Copy the records exactly as they appear, starting from the line that contains "Each instance receives one keypoint. Mark the paved" and continuing through the final line of the records.

___ The records ___

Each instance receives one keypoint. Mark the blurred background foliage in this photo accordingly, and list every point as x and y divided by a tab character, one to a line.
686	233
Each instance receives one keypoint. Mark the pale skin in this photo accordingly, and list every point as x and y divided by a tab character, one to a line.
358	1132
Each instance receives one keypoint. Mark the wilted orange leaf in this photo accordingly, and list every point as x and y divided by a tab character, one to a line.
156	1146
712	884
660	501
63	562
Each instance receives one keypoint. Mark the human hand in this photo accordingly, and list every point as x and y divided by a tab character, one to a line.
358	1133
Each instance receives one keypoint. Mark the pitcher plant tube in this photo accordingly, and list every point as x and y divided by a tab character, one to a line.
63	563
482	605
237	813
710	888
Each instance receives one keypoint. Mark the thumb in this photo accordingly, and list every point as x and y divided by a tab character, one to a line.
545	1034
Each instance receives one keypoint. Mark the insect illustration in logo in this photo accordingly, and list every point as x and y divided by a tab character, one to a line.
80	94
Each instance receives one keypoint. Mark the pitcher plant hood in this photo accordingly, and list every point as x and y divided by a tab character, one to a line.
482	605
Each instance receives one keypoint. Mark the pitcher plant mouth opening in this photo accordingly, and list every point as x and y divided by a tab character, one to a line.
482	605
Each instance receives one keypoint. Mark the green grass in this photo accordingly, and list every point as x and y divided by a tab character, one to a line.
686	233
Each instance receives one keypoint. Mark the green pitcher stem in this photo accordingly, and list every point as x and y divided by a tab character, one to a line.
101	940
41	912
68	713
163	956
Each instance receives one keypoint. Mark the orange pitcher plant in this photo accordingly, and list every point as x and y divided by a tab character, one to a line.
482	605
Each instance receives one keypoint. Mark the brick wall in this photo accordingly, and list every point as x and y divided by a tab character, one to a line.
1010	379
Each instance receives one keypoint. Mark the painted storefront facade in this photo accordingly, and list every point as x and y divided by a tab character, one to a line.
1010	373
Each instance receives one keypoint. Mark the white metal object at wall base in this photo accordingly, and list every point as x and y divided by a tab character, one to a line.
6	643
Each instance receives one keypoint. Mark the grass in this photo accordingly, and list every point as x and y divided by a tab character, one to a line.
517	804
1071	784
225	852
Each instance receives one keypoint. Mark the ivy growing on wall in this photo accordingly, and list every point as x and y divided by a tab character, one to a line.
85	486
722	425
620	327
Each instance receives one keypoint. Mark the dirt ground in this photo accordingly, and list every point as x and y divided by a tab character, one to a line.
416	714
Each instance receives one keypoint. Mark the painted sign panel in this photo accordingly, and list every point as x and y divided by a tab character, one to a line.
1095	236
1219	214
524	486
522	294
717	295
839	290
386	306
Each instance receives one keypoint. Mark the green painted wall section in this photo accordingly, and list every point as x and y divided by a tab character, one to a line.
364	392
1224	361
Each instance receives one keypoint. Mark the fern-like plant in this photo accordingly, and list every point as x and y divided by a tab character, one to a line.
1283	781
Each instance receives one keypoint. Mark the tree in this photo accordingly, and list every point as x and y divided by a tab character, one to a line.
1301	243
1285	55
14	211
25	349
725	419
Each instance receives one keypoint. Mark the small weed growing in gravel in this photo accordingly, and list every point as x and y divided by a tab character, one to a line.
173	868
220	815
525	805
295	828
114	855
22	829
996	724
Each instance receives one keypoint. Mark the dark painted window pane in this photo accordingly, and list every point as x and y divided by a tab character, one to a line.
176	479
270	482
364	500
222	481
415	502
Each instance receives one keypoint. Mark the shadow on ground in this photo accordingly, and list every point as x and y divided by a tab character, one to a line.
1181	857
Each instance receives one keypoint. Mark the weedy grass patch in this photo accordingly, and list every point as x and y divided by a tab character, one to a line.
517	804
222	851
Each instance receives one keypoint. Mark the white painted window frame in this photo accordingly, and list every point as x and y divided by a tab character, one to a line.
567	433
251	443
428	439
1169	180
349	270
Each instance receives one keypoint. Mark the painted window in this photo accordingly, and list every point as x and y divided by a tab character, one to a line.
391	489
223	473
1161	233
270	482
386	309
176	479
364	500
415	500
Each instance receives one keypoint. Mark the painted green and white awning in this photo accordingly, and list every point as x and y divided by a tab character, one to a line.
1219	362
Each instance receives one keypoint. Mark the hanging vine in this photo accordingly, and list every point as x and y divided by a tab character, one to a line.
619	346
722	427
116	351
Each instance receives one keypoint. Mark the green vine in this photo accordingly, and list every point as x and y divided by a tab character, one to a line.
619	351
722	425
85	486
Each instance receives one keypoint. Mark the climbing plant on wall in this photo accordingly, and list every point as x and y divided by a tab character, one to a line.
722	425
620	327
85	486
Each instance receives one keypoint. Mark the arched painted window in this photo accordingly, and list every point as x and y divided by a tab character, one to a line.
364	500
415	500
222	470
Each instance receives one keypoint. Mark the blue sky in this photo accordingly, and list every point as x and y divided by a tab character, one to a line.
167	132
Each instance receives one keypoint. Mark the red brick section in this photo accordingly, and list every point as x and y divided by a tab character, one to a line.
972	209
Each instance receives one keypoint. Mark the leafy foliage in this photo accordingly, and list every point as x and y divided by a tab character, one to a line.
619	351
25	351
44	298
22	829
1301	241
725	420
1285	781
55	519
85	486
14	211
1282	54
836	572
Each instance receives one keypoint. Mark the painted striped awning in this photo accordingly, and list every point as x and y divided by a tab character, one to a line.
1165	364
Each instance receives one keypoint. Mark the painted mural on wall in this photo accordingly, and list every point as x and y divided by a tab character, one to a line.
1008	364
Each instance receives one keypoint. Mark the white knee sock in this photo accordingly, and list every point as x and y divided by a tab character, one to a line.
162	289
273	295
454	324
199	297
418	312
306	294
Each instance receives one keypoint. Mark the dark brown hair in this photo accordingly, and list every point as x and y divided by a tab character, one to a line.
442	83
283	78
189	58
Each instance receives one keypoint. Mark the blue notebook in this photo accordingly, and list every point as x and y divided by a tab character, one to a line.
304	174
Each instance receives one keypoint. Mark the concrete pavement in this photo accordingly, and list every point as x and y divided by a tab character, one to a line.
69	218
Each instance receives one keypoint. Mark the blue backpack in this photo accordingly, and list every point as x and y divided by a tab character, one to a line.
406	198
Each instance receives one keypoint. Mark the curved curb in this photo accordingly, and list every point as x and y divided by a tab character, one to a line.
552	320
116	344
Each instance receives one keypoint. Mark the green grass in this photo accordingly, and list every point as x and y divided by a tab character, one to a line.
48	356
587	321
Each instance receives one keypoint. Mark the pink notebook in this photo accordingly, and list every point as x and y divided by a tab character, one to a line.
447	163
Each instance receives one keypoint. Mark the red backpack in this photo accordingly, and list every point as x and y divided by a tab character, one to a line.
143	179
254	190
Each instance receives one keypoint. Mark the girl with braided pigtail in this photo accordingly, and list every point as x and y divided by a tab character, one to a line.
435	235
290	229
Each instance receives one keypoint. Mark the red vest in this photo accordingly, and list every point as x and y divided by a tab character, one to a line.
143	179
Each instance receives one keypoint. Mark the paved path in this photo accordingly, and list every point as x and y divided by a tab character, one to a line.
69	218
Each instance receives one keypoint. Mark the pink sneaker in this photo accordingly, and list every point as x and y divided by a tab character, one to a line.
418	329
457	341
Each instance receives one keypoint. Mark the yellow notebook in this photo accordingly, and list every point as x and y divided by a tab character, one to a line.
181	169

___

*Final answer:*
Each instance receives one keypoint. Mark the paved path in this photo accordingly, and list every point as x and y divided by a tab character, one to a line.
69	218
Each instance receives one keypoint. Mark the pink sneaker in this photo accordingly, and list every point as x and y divided by a tab character, one to a line.
418	329
457	341
Each instance receives one keypoint. Mark the yellow notebook in this photo accordingly, and list every point as x and y divided by a tab character, one to a line.
181	169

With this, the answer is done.